● **To do**
Taking the data below, please print only the lines from the line holding "target | boat railing" to the line holding "target | banner pole", inclusive, with pictures omitted.

● **Dataset excerpts**

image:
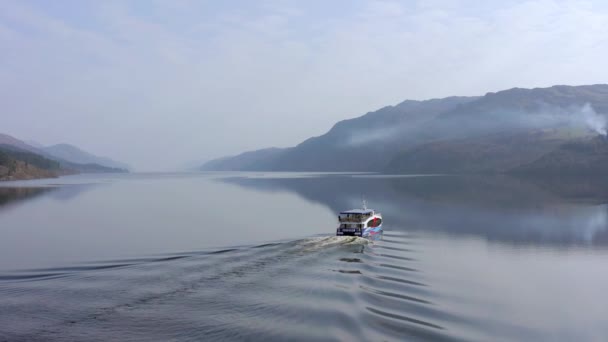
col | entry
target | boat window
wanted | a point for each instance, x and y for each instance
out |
(375, 222)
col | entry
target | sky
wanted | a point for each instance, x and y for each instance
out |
(160, 84)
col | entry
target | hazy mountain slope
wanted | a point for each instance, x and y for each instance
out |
(360, 144)
(498, 152)
(16, 145)
(250, 161)
(73, 154)
(20, 164)
(492, 133)
(8, 140)
(581, 157)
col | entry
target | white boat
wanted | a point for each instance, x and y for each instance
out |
(360, 222)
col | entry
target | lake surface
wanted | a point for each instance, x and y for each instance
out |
(252, 256)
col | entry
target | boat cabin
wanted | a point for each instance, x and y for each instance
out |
(359, 218)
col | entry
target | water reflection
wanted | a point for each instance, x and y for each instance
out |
(548, 212)
(15, 195)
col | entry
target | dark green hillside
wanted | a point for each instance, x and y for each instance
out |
(17, 164)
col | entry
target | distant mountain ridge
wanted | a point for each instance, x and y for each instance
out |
(497, 132)
(23, 161)
(75, 155)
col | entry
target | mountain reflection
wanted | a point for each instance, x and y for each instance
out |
(547, 212)
(15, 195)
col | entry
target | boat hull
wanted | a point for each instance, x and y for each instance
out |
(362, 232)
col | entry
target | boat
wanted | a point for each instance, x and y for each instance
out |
(363, 222)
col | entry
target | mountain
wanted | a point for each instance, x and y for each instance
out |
(73, 154)
(497, 132)
(587, 157)
(23, 161)
(360, 144)
(20, 164)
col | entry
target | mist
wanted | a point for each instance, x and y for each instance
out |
(161, 85)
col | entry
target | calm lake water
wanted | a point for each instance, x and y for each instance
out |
(252, 256)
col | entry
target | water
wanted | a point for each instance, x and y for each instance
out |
(251, 256)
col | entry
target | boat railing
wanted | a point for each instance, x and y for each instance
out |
(354, 219)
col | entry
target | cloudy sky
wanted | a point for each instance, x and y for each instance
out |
(160, 83)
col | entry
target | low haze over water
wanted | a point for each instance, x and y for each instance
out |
(234, 256)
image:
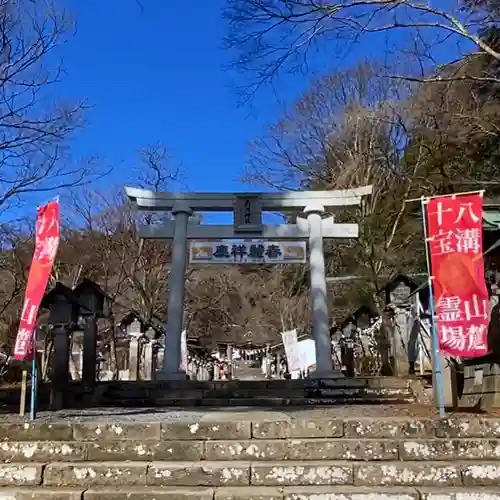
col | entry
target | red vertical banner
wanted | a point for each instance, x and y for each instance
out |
(455, 237)
(46, 245)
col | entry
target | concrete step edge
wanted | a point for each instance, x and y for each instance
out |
(251, 492)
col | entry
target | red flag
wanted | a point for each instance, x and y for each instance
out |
(455, 235)
(46, 245)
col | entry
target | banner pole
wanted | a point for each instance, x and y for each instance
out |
(34, 378)
(436, 363)
(452, 195)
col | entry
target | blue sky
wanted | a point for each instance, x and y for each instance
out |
(153, 73)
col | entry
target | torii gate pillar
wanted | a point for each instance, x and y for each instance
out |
(248, 225)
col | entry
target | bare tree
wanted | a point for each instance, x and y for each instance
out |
(34, 154)
(352, 129)
(274, 36)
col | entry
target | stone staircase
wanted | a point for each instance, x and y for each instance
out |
(252, 455)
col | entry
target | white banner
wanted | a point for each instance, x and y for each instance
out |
(248, 252)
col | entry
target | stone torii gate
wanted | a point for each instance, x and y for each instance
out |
(247, 209)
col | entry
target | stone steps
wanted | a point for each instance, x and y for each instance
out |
(246, 493)
(252, 456)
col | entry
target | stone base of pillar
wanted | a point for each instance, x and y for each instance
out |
(161, 375)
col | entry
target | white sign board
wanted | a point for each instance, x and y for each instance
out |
(247, 213)
(250, 252)
(184, 353)
(291, 351)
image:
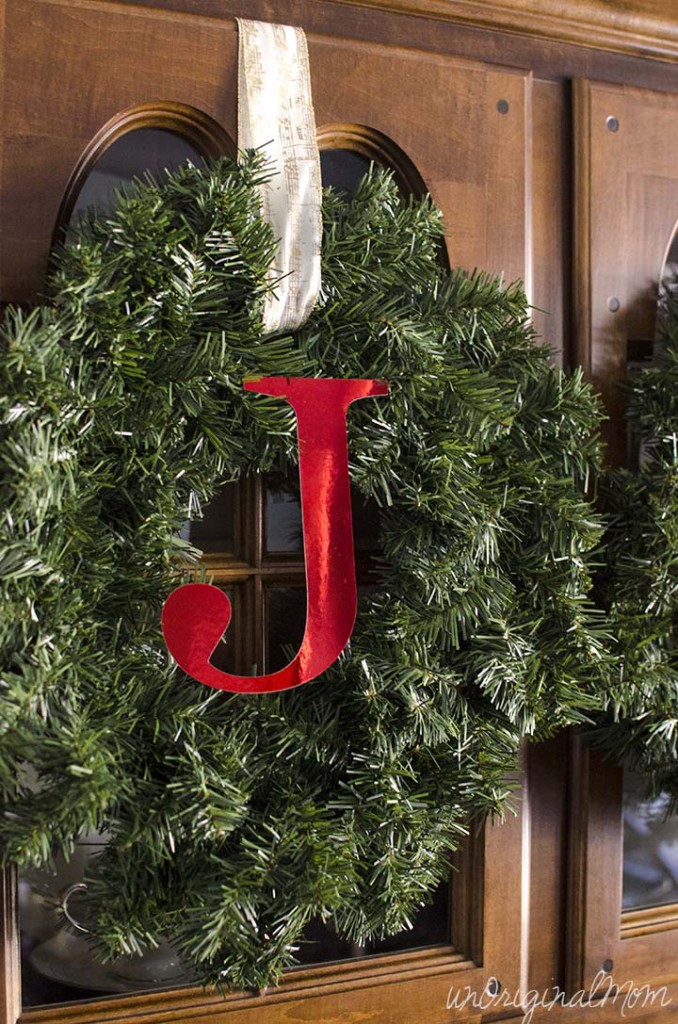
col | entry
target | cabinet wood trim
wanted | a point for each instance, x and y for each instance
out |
(643, 28)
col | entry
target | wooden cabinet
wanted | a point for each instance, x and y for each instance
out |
(547, 132)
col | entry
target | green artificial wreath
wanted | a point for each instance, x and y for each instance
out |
(639, 586)
(236, 819)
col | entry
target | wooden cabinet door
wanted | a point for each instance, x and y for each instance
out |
(626, 209)
(78, 76)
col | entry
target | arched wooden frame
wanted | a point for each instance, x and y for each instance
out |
(376, 146)
(373, 144)
(203, 132)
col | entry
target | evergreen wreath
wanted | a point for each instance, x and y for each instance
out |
(639, 586)
(236, 819)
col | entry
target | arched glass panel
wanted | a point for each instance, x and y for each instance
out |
(343, 169)
(154, 152)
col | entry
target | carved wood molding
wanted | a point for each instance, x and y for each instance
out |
(643, 28)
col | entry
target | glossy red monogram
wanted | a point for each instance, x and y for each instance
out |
(196, 615)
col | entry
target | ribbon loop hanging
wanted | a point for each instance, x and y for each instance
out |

● **Written solution**
target | boat railing
wanted | a point for each instance, x and y for each instance
out |
(354, 219)
col | entry
target | cloudy sky
wanted | a point for each instance, x and y for each instance
out |
(160, 83)
col | entry
target | low haze over water
wanted | a point for each instance, x and y for each instance
out |
(234, 256)
image:
col | entry
target | red vertical banner
wanted | a point for each instance, x and y for each instance
out |
(455, 237)
(46, 245)
col | entry
target | concrete step edge
wanted | a point for each instance, x and y for each instance
out |
(251, 492)
col | entry
target | red flag
wanted | a point for each instance, x and y for each instance
out |
(455, 235)
(46, 245)
col | entry
target | banner pole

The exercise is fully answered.